Tasks for this exercise ::
A – In the article on the new MSN preview, shorten the paragraph that begins "As you scroll down" into a bulleted list that keeps its main facts.
B – Continue the article on the new MSN preview, picking up right after its final sentence.

Excerpt provided ::
:::::

That’s right, folks. You have not woken up in the 90’s all of a sudden. In a post on September 7 on the Official Microsoft Blog, officials at the company announced a new preview of their MSN portal. In addition, a big re-branding is planned, where all the Bing apps on Windows and Windows Phone will be renamed to corresponding MSN versions. Finally, these MSN apps will also expand to iOS and Android, reflecting the new philosophy at Microsoft where their own platform is just another platform.
The new MSN
The new site at preview.msn.com is a cleaner, fresher and adjusts according to the screen size (“responsive design”). The busy front page is gone and is now replaced with a main “top stories” panel with large pictures along with a few smaller units for other top news. Of course, there is a big ad space to the right.
As you scroll down, you see the normal sections for content: News, Entertainment, Sports, Money, Lifestyle, Health & Fitness, Food & Drink, Travel, Autos, and lastly, a section for Video. These sections can be moved up or down, or removed completely. Other sections can be added, from the following: Movies, TV, Music, World, US, Tech & Science and Politics.
Services strip and sections
Along the top, there is a strip of information, with quick access to various Microsoft and non-Microsoft services. This includes Outlook.com email, Office Online documents, OneNote notebooks, OneDrive storage, Maps, Xbox Music, Skype and optionally, Facebook and Twitter. For Facebook and Twitter, you have to not just sign in to Microsoft account, but also link your Facebook and Twitter accounts. I am not sure why this information is not derived from the existing Microsoft account, where at least in my case, I already have a link established to Facebook, Twitter and others. Below the services strip is a simple navigation link to access sections in your page directly and quickly.

:::::

Extracted entries ::

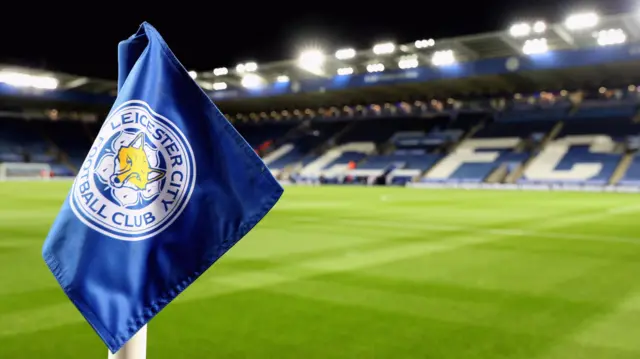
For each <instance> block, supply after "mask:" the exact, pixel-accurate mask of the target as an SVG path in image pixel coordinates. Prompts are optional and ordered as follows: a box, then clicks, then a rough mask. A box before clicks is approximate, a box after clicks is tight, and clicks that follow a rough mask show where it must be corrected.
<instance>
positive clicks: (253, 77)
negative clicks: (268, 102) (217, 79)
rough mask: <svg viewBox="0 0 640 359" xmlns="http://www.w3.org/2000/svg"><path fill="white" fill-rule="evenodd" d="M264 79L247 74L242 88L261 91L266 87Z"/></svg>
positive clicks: (244, 75)
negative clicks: (258, 89)
mask: <svg viewBox="0 0 640 359" xmlns="http://www.w3.org/2000/svg"><path fill="white" fill-rule="evenodd" d="M264 83H265V82H264V79H263V78H262V77H260V76H258V75H256V74H246V75H244V76H242V81H241V84H242V87H246V88H248V89H259V88H261V87H262V86H264Z"/></svg>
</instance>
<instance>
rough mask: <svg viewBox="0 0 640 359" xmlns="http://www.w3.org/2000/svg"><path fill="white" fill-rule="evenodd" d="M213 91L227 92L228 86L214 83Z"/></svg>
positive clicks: (214, 82)
mask: <svg viewBox="0 0 640 359" xmlns="http://www.w3.org/2000/svg"><path fill="white" fill-rule="evenodd" d="M213 89H214V90H216V91H220V90H226V89H227V84H226V83H225V82H214V83H213Z"/></svg>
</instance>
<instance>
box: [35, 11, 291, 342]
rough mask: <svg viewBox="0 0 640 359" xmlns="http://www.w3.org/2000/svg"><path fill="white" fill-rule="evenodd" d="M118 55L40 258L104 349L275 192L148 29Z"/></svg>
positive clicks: (166, 47)
mask: <svg viewBox="0 0 640 359" xmlns="http://www.w3.org/2000/svg"><path fill="white" fill-rule="evenodd" d="M118 52H119V59H118V60H119V79H118V97H117V99H116V102H115V104H114V105H113V108H112V109H111V111H110V113H109V116H108V118H107V119H106V121H105V122H104V124H103V126H102V128H101V129H100V133H99V134H98V135H97V137H96V139H95V142H94V143H93V145H92V147H91V149H90V151H89V153H88V155H87V157H86V158H85V160H84V163H83V165H82V167H81V168H80V170H79V173H78V175H77V177H76V179H75V181H74V183H73V186H72V188H71V191H70V193H69V196H68V197H67V199H66V200H65V202H64V204H63V206H62V209H61V210H60V213H59V214H58V217H57V218H56V220H55V222H54V224H53V226H52V228H51V231H50V233H49V235H48V237H47V239H46V241H45V244H44V247H43V251H42V253H43V257H44V259H45V262H46V263H47V265H48V266H49V269H50V270H51V272H52V273H53V274H54V275H55V277H56V279H57V280H58V282H59V284H60V286H61V287H62V288H63V290H64V292H65V293H66V294H67V296H68V297H69V298H70V299H71V301H72V302H73V303H74V305H75V306H76V307H77V308H78V310H79V311H80V312H81V313H82V315H83V316H84V317H85V318H86V320H87V321H88V322H89V324H91V326H92V327H93V328H94V330H95V331H96V332H97V333H98V335H99V336H100V337H101V338H102V340H103V341H104V342H105V344H106V345H107V347H108V348H109V350H111V352H113V353H115V352H116V351H117V350H118V349H120V347H122V345H123V344H124V343H126V342H127V341H128V340H129V339H130V338H131V337H132V336H133V335H134V334H135V333H136V332H137V331H138V330H139V329H140V328H141V327H142V326H144V325H145V324H146V323H147V322H148V321H149V320H151V318H153V317H154V316H155V315H156V314H157V313H158V312H159V311H160V310H162V308H163V307H164V306H166V305H167V304H169V303H170V302H171V301H172V300H173V299H174V298H175V297H176V296H178V295H179V294H180V292H182V291H183V290H184V289H185V288H186V287H187V286H189V285H190V284H191V283H192V282H193V281H194V280H195V279H196V278H198V276H200V275H201V274H202V273H203V272H205V271H206V270H207V269H208V268H209V267H210V266H211V265H212V264H213V263H214V262H215V261H216V260H218V259H219V258H220V257H221V256H222V255H223V254H224V253H225V252H226V251H227V250H229V249H230V248H231V247H232V246H233V245H234V244H236V243H237V242H238V241H239V240H240V239H241V238H242V237H243V236H244V235H245V234H246V233H247V232H249V231H250V230H251V229H252V228H253V227H254V226H255V225H256V224H257V223H258V222H259V221H260V220H261V219H262V218H263V217H264V216H265V215H266V214H267V213H268V212H269V211H270V210H271V208H272V207H273V206H274V205H275V204H276V202H277V201H278V199H279V198H280V196H281V195H282V193H283V189H282V187H281V186H280V185H279V184H278V182H277V181H276V180H275V179H274V178H273V176H272V175H271V173H270V171H269V170H268V169H267V167H266V166H265V165H264V163H263V162H262V160H261V159H260V158H259V157H258V156H257V155H256V154H255V152H254V151H253V149H252V148H251V147H250V146H249V145H248V144H247V143H246V142H245V140H244V139H243V138H242V137H241V136H240V135H239V134H238V132H236V130H235V129H234V128H233V126H231V124H230V123H229V122H228V121H227V120H226V119H225V118H224V116H223V115H222V114H221V113H220V111H218V109H217V108H216V107H215V105H214V104H213V103H212V102H211V100H210V99H209V97H208V96H207V95H206V94H205V93H204V91H202V90H201V89H200V87H199V86H198V85H197V84H196V83H195V82H194V80H193V79H192V78H191V77H190V76H189V74H188V72H187V71H186V70H185V69H184V67H183V66H182V65H181V64H180V62H179V61H178V60H177V59H176V57H175V56H174V55H173V53H172V52H171V50H169V47H168V46H167V45H166V43H165V41H164V40H163V39H162V37H161V36H160V34H159V33H158V32H157V31H156V30H155V29H154V28H153V27H152V26H151V25H149V24H147V23H144V24H142V25H141V27H140V29H139V30H138V32H137V33H136V34H135V35H133V36H132V37H130V38H129V39H128V40H125V41H123V42H121V43H120V45H119V51H118ZM70 140H71V139H70Z"/></svg>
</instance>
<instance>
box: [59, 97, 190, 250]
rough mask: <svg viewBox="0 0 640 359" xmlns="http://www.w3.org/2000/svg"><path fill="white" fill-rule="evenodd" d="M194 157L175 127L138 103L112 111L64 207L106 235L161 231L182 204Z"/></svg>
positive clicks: (130, 240)
mask: <svg viewBox="0 0 640 359" xmlns="http://www.w3.org/2000/svg"><path fill="white" fill-rule="evenodd" d="M195 177H196V176H195V159H194V155H193V151H192V150H191V146H190V145H189V143H188V141H187V139H186V137H185V136H184V134H183V133H182V132H181V131H180V129H179V128H178V127H177V126H176V125H175V124H173V123H172V122H171V121H169V120H168V119H166V118H164V117H162V116H160V115H159V114H157V113H155V112H154V111H153V110H152V109H151V108H150V107H149V105H148V104H146V103H144V102H142V101H129V102H127V103H125V104H123V105H121V106H119V107H118V108H116V109H114V110H113V111H112V112H111V114H110V115H109V117H108V118H107V119H106V121H105V123H104V124H103V126H102V128H101V130H100V133H99V134H98V136H97V137H96V140H95V142H94V143H93V146H92V147H91V150H90V151H89V154H88V155H87V157H86V159H85V161H84V163H83V164H82V167H81V168H80V169H79V171H78V175H77V177H76V180H75V182H74V184H73V187H72V191H71V196H70V206H71V209H72V210H73V212H74V213H75V214H76V216H77V217H78V218H79V219H80V220H82V221H83V222H84V223H85V224H86V225H87V226H89V227H91V228H92V229H94V230H96V231H98V232H100V233H102V234H105V235H107V236H109V237H112V238H116V239H121V240H129V241H135V240H142V239H147V238H149V237H152V236H154V235H156V234H158V233H159V232H161V231H163V230H164V229H166V228H167V227H168V226H169V225H171V223H172V222H173V221H175V219H176V218H177V217H178V216H179V215H180V213H181V212H182V210H183V209H184V208H185V206H186V205H187V203H188V201H189V198H190V197H191V193H192V191H193V188H194V183H195Z"/></svg>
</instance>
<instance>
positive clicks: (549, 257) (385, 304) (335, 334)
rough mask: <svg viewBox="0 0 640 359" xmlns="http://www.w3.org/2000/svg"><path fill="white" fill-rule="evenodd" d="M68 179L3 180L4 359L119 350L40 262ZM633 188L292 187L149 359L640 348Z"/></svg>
mask: <svg viewBox="0 0 640 359" xmlns="http://www.w3.org/2000/svg"><path fill="white" fill-rule="evenodd" d="M69 186H70V183H68V182H64V183H58V182H48V183H46V182H45V183H2V184H1V186H0V198H2V201H1V202H0V358H51V357H56V358H100V357H106V355H107V353H106V349H105V347H104V345H103V344H102V343H101V342H100V340H99V339H98V337H97V336H96V335H95V334H94V333H93V331H92V330H91V328H90V327H89V325H88V324H86V323H85V322H84V320H83V319H82V317H81V316H80V314H79V313H78V312H77V311H76V310H75V308H74V307H73V306H72V305H71V304H70V302H69V301H68V300H67V299H66V297H65V296H64V295H63V293H62V291H61V290H60V289H59V288H58V286H57V284H56V282H55V280H54V279H53V276H52V275H51V274H50V273H49V272H48V271H47V269H46V267H45V265H44V263H43V261H42V259H41V257H40V249H41V245H42V241H43V239H44V237H45V236H46V234H47V232H48V229H49V226H50V224H51V223H52V221H53V218H54V217H55V215H56V212H57V210H58V209H59V207H60V204H61V203H62V201H63V199H64V196H65V195H66V193H67V191H68V188H69ZM638 199H640V197H638V195H632V194H613V193H611V194H602V193H547V192H507V191H504V192H500V191H464V190H413V189H402V188H358V187H340V188H336V187H321V188H317V187H316V188H308V187H289V188H287V189H286V191H285V195H284V197H283V199H282V200H281V202H280V203H279V204H278V206H277V207H276V208H275V209H274V210H273V211H272V212H271V213H270V214H269V215H268V217H267V218H266V219H265V220H264V221H263V222H262V223H260V224H259V225H258V227H256V229H255V230H254V231H252V232H251V233H250V234H249V235H248V236H247V237H246V238H245V239H243V240H242V241H241V242H240V243H239V244H238V245H237V246H236V247H235V248H234V249H232V250H231V251H230V252H229V253H228V255H227V256H225V257H224V258H223V259H221V260H220V261H219V262H218V263H217V264H215V265H214V266H213V267H212V268H211V269H210V270H209V271H208V272H207V273H206V274H205V275H204V276H203V277H202V278H201V279H199V280H198V281H197V282H196V283H195V284H194V285H193V286H192V287H190V288H189V289H188V290H187V291H185V293H183V294H182V295H181V296H180V297H179V298H178V300H176V301H175V302H174V303H173V304H171V305H170V306H169V307H167V308H166V309H165V310H164V311H163V312H162V313H160V314H159V315H158V317H157V318H155V319H154V320H152V322H151V323H150V325H149V347H148V357H149V358H150V359H160V358H171V359H175V358H225V359H228V358H309V359H313V358H322V359H327V358H437V359H444V358H455V359H459V358H465V359H472V358H487V359H489V358H491V359H498V358H510V359H518V358H527V359H531V358H540V359H571V358H580V359H592V358H598V359H602V358H616V359H626V358H634V359H635V358H638V356H640V340H639V339H638V338H640V325H639V324H640V281H638V280H637V277H638V273H640V234H639V233H637V232H638V231H637V228H638V218H639V217H638V216H639V214H640V205H638Z"/></svg>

:::::

Answer list ::
A –
- Default content sections, in order: News, Entertainment, Sports, Money, Lifestyle, Health & Fitness, Food & Drink, Travel, Autos, and Video.
- Sections can be moved up or down or removed entirely.
- Sections you can add: Movies, TV, Music, World, US, Tech & Science, and Politics.

B –
When you mouse over the various services, you get a quick preview of what’s appropriate for the service, like the top 3 emails from your Outlook.com inbox, or recently used Office Online files, OneNote notebooks, and as you will see below, a map of the current location, files and folders from OneDrive, or latest tweets from Twitter.
As mentioned above, the Bing content apps that exist today on Windows and Windows Phone are going to be re-branded to MSN. As a first step in that process, the new msn has Favorites from Bing imported automatically, based on the Microsoft account used. So for example, my favorite sports teams showed up as Favorites in the Sports section, my watch list showed up under Finance, etc.
Don’t judge me, I liked the 49ers until they hired Harbaugh. That’s perhaps because I like USC and he has a history when he was at Stanford with the then USC coach whom I liked. And that’s going to explain why I like the Seahawks :-)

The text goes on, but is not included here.